Ahhh..ain't nothin' like it.

My problem, if it is even a problem, is that I can't just stick to one style of yoga, one teacher, or even one discipline. I love immersing myself into three to four weeks of ballet at a time, taking one to two classes per week (a lot for a mom.) I'll then find myself drawn to all different types of yoga classes: from hardcore vinyasa flow, with tons of handstands and arm balances; to a juicy, alignment-filled, heart opening Anusara class; to a fun, self-reflective, juicy Prana Flow class, to a classic Anthony class, and on, and on.

My yoga sponge always seems to have space for more yoga. I don't know if I'm ever going to head in one direction or if I'll always be a sponge, soaking up a little bit of teaching, here and a little bit of teaching, there. Will I ever just teach in one style?

People ask me all the time, "What kind of yoga do you teach?" I end up answering that I teach a variety of styles, dependent on the individual (or group), and what is needed. My training is in Prana Flow (vinyasa flow) and Forrest (hatha yoga), but I am currently injecting a lot of Anusara-based alignment, as well as classic Iyengar poses with props into my flow.

At times, I'm really troubled by this.

At times, it seems like the most natural course of action in the world.

Monday, February 1, 2010

Moon Magic: Anais Niin, Blogs and Babies

When I was in college, I fell in love with Anais Nin. I read all her diarys, devouring every one like nectar off a spring blossom. What passion, what romance, what darkness lay on every page. Her diaries were written in the manner of someone who knows that her words are going to be read one day. And so, I began to write diary entries. I wrote of my bizarrely fucked-up first "serious" relationship (who doesn't have one of these in their lives?) I wrote of my new Euro party friends, the raves we went to and the music we listened to.

As I wrote my daily dairy entries, I wondered if my words might be read by someone else one day: I was affected by this thought. In the process of writing, I edited as I wrote. In doing so, I edited my life.Sure, I wrote the truth; but, in hindsight, what is truth, really, but one person's account of the past?

We've all seen Rashomon, right? (If you haven't, rent it, now.)

Funny enough, here I am, 15 years later. I no longer have to worry if someone will read these words. One day, someone, somewhere, will.

Ahhh, deep exhale. How bizarrely freeing that feels.

Honesty without the illusion of complete truth.

In addressing the audience, in acknowledging you, dear readers, the blogger becomes not a diarist, but an actor, performing selected bits from her life and sharing them with an unknown, unseen, but certainly not omniscient third party.

Welcome to my diary-life. I'm a fun, wacky person who probably comes across as incredibly thoughtful and sometimes serious. I am all these things. I'm also a yoga teacher, writer, mom, cook, wife, lover of animals and the ocean, story-teller, editor, and much more.

Right now, my 19 month old daughter is asleep and I have to wake her up. If I don't, I'll be screwed with her evening sleep time, and I want her to sleep before 10pm, if possible. I've also got to find out if my hubby is coming home for dinner.

(Some records)
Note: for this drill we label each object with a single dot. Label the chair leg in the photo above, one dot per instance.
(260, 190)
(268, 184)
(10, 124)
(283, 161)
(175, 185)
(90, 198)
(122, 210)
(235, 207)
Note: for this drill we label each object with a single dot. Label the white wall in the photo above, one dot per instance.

# Objectives
A – Answer these from the blog text:
(i) How many ballet classes per week does the writer take during a stretch of ballet?
(ii) In which two styles is the writer trained?
(iii) How old is the writer's daughter?
B – Reproduce the stretch of the blog text from "At times, it" through "we listened to.", word for word.
C – In the blog text, the sentence starting "I'm also a yoga teacher" lists what the writer is. Give every item in that list except "much more."

# Task-by-task results
A –
(i) One to two.
(ii) Prana Flow (vinyasa flow) and Forrest (hatha yoga).
(iii) 19 months.

B –
At times, it seems like the most natural course of action in the world.

Monday, February 1, 2010

Moon Magic: Anais Niin, Blogs and Babies

When I was in college, I fell in love with Anais Nin. I read all her diarys, devouring every one like nectar off a spring blossom. What passion, what romance, what darkness lay on every page. Her diaries were written in the manner of someone who knows that her words are going to be read one day. And so, I began to write diary entries. I wrote of my bizarrely fucked-up first "serious" relationship (who doesn't have one of these in their lives?) I wrote of my new Euro party friends, the raves we went to and the music we listened to.

C –
yoga teacher
writer
mom
cook
wife
lover of animals and the ocean
story-teller
editor